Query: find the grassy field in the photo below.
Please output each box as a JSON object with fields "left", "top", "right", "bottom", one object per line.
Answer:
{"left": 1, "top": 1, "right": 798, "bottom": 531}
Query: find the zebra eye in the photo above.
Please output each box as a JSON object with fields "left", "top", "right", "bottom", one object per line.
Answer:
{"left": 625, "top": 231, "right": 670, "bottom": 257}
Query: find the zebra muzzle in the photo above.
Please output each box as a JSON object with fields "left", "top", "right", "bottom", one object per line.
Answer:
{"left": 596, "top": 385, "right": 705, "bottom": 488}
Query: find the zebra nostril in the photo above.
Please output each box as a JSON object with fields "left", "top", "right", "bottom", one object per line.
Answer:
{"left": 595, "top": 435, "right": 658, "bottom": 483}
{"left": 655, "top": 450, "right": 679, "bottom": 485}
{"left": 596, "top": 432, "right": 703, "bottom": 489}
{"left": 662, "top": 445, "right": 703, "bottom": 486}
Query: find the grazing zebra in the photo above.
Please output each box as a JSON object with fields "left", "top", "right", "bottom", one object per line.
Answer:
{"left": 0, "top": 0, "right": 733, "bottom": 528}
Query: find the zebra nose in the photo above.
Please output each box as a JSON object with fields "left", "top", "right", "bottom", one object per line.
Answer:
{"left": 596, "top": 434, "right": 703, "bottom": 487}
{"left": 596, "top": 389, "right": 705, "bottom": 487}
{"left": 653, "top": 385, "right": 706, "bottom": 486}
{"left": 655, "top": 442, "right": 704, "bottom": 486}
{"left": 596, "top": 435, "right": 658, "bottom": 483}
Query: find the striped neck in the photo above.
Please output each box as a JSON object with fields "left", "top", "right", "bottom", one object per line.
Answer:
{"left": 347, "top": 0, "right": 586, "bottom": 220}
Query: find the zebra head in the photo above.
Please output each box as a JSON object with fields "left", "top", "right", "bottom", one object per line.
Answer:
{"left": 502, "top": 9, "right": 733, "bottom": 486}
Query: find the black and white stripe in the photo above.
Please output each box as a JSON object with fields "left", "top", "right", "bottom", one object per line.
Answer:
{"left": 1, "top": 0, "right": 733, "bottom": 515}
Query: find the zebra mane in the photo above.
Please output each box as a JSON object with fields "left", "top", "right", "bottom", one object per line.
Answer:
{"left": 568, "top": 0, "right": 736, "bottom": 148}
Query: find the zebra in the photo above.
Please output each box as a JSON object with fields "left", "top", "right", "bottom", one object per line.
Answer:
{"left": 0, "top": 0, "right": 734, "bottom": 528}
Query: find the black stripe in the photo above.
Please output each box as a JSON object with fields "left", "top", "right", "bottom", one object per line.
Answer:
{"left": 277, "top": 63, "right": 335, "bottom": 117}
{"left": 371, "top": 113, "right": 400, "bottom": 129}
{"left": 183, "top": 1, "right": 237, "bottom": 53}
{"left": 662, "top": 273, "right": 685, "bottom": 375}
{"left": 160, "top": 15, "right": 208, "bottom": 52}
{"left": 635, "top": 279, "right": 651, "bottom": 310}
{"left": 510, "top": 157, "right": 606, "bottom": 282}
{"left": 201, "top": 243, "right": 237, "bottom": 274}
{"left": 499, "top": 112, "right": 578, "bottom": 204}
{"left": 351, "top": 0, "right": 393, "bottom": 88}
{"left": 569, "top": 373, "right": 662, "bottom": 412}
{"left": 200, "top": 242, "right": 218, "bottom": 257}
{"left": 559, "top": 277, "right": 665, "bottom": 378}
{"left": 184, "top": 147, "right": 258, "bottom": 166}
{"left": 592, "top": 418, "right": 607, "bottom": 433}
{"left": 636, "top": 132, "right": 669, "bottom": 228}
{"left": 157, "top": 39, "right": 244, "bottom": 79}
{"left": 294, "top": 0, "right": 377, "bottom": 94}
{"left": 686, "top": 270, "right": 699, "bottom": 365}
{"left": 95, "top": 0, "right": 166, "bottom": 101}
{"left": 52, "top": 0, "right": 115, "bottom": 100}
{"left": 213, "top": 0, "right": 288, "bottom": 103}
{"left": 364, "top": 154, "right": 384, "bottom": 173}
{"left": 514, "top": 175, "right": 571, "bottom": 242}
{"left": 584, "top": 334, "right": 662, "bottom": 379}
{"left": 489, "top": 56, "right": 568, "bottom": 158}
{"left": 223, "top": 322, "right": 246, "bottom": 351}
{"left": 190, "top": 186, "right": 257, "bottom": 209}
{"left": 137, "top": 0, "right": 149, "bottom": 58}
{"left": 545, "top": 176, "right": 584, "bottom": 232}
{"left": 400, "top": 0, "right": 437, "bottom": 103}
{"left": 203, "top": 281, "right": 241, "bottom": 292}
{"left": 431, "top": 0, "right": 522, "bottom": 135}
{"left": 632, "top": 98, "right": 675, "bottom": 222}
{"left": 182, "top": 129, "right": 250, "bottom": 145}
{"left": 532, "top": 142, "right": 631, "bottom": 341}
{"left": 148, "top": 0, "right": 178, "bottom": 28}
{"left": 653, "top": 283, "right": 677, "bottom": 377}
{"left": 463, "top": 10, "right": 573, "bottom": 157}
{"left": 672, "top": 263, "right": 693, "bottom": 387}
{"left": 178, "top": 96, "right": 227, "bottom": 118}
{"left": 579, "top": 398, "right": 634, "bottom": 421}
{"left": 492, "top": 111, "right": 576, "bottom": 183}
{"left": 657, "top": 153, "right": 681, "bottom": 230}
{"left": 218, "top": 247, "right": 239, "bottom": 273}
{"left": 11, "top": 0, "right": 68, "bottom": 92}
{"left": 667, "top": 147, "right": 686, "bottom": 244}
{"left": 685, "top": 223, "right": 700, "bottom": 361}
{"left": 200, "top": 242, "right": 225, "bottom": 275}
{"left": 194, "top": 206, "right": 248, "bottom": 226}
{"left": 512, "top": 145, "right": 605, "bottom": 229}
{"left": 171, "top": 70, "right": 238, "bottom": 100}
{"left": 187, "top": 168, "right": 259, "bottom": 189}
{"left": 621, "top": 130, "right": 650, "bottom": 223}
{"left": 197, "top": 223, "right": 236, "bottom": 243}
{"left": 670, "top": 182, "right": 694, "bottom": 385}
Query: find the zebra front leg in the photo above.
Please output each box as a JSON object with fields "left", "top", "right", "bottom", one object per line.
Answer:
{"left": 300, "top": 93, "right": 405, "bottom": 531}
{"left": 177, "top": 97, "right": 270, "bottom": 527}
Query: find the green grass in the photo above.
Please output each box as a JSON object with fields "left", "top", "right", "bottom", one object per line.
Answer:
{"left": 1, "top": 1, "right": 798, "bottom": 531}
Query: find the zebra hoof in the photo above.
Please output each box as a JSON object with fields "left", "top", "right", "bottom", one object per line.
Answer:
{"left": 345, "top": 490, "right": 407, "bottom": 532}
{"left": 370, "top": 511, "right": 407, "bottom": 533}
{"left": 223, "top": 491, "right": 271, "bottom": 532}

....

PROBLEM TO SOLVE: When a line in the material above includes the word "black", copy that line.

ANSWER BELOW:
Query: find the black and white stripe in the photo above.
Query: find the black stripe in the photo above.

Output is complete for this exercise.